DIRECTIONS FOR THIS TASK: Every record that follows should be printed verbatim.

RECORDS TO PROCESS:

--

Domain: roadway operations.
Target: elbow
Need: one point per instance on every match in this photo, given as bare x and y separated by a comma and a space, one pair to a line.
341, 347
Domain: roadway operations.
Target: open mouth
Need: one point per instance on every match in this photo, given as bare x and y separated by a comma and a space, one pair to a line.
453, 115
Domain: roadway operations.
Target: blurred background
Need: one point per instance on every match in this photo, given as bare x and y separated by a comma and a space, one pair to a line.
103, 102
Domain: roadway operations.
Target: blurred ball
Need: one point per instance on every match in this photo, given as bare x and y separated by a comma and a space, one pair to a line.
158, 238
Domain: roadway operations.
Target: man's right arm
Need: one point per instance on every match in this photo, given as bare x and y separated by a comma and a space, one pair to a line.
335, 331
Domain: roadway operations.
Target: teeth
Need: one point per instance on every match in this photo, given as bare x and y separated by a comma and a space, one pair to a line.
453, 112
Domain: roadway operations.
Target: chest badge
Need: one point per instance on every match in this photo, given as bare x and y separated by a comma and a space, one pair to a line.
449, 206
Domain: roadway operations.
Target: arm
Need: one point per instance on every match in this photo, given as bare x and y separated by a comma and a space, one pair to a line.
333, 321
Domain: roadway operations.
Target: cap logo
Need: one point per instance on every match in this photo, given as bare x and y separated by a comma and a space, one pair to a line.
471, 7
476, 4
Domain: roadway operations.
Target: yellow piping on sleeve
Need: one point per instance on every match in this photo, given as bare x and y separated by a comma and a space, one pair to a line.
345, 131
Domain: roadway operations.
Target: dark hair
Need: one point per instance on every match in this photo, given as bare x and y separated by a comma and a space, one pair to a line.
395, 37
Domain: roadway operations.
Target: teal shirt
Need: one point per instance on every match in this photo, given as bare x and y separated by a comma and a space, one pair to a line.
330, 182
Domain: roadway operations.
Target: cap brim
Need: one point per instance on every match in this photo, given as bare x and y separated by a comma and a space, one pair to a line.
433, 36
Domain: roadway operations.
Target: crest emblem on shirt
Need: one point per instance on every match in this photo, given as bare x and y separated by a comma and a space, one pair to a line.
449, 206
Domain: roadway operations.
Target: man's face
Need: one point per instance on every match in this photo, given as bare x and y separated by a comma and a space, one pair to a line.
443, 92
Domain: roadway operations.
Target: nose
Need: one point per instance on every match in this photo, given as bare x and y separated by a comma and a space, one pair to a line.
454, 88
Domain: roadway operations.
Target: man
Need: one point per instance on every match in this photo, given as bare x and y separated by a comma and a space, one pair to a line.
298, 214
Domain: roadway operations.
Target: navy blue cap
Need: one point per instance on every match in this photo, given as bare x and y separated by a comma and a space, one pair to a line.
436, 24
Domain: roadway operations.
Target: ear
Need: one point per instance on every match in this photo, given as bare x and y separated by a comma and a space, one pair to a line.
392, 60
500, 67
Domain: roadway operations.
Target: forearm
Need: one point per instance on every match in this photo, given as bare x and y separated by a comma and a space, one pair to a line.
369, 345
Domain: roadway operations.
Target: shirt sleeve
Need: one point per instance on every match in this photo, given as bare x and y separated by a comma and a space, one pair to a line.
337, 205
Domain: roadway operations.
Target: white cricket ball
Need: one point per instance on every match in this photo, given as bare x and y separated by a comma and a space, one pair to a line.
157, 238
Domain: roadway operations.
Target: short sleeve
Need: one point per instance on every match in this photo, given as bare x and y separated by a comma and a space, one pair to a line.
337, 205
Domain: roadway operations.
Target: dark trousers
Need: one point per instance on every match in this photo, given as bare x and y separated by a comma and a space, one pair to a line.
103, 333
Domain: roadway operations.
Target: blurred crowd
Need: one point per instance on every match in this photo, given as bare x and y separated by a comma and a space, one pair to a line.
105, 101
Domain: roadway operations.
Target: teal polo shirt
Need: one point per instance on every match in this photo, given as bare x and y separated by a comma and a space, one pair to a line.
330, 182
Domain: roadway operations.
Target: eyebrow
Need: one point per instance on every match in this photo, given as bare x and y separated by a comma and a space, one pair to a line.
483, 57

--

TASK SOLUTION:
Domain: roadway operations.
Target: elbow
Need: one point per instance on every match in this photo, given as bare x and y separated by a comma and a space, one pair to a line.
341, 347
Domain: roadway operations.
Target: open mouth
Need: one point per instance on every match in this photo, given as bare x and y separated by a comma and a space, one pair to a line.
453, 115
Domain: roadway operations.
Target: blurred background
Need: one point per instance on every match in this photo, given as bare x and y separated by a comma and a space, one pair to a line.
103, 102
Domain: roadway operations.
Target: blurred ball
Need: one point per instance on every match in this photo, given as bare x and y separated by a comma and a space, one pair to a line.
158, 238
Domain: roadway operations.
Target: man's right arm
Need: one point per instance on every match in this photo, given as bare x and y separated by a comma and a space, one pair to a line.
335, 331
Domain: roadway operations.
Target: teeth
Need: one point per instance on every match in this photo, given as bare x and y separated by a comma and a space, one pair to a line.
453, 112
Domain: roadway operations.
Target: chest badge
Need: one point per instance on every match in this photo, given as bare x and y separated by a comma and a space, one pair to a line.
449, 206
Domain: roadway operations.
Target: arm
Need: one point per instance on every match in this photo, given as bare x and y separated by a comma and a space, one pair to a line.
333, 321
Domain: roadway operations.
Target: cap logo
Need: one point per instance on every match in this photo, given as bare x and y separated by a comma and a space, one pair to a line.
471, 7
476, 4
Domain: roadway operations.
Target: yellow piping on sleeve
Need: one point per instance on every match in this photo, given as bare x and y separated by a comma and a space, one pair to a line.
345, 131
Domain: roadway operations.
Target: dark hair
Need: one point per instance on every match in this photo, given as bare x and y separated by a comma and a space, one pair to a line.
395, 37
Domain: roadway operations.
Target: teal shirt
Need: one point per instance on every match in this photo, given as bare x and y separated by a comma and a space, one pair to a line.
330, 182
Domain: roadway operations.
Target: cap brim
Need: one point per instance on every match in this photo, given as bare x and y separated by a comma and a space, one pair to a line.
433, 36
Domain: roadway operations.
Target: crest emblem on shirt
Need: one point per instance on every match in this photo, given as bare x and y separated by a comma and a space, one pair to a line.
449, 206
Domain: roadway operations.
Target: man's face
Need: one point per instance on every match in this photo, given as bare x and y separated by a comma and a space, one pair to a line.
443, 92
Domain: roadway operations.
Target: nose
Need: one point per instance on every match in this photo, given as bare x and y separated by a comma and a space, one pair to a line.
454, 88
Domain: roadway operations.
Target: man
Need: one point per instance on every match in this photo, given as bare x and y separated by a comma and a space, one pair to a line.
298, 214
Domain: roadway operations.
Target: navy blue cap
Need: one point per instance on every match in this photo, given as bare x and y separated by a comma and a space, one pair to a line.
436, 24
Domain: roadway operations.
Target: ear
Need: one point per instance on every match in this photo, given as bare x and y separated by a comma and a space, one pair to a line.
392, 60
500, 67
Domain: roadway operations.
Target: forearm
Need: one point per instance on every match in this photo, given as bare x and y separated by a comma and a space, one pair to a line.
369, 345
Domain: roadway operations.
Target: shirt sleeve
Need: one point per instance on every match in this photo, given as bare x and y separated by a comma and a space, one pair to a line.
337, 205
Domain: roadway operations.
Target: white cricket ball
Need: one point per instance on every match in this photo, given as bare x and y separated by a comma and a space, one pair to a line.
157, 238
Domain: roadway operations.
Target: short sleeve
Need: one point per instance on every match in this photo, given as bare x and y separated by a comma and a space, one pair to a line.
337, 205
Domain: roadway operations.
Target: dark trousers
Need: one point per instance on every match in this photo, given as bare x and y separated by a comma and a space, one pair to a line.
103, 333
Domain: roadway operations.
Target: blurred crowd
Need: one point per instance on every match in this photo, given as bare x and y separated by a comma and a space, one pair to a line.
105, 101
Domain: roadway operations.
Target: teal polo shirt
Need: one point per instance on every match in this photo, given as bare x and y separated by a comma and a space, one pair to a line.
330, 182
Domain: roadway operations.
Target: eyebrow
Need: one point per instance on every match in this photo, given as bare x and y separated by a comma and a space, one pair to a line.
483, 57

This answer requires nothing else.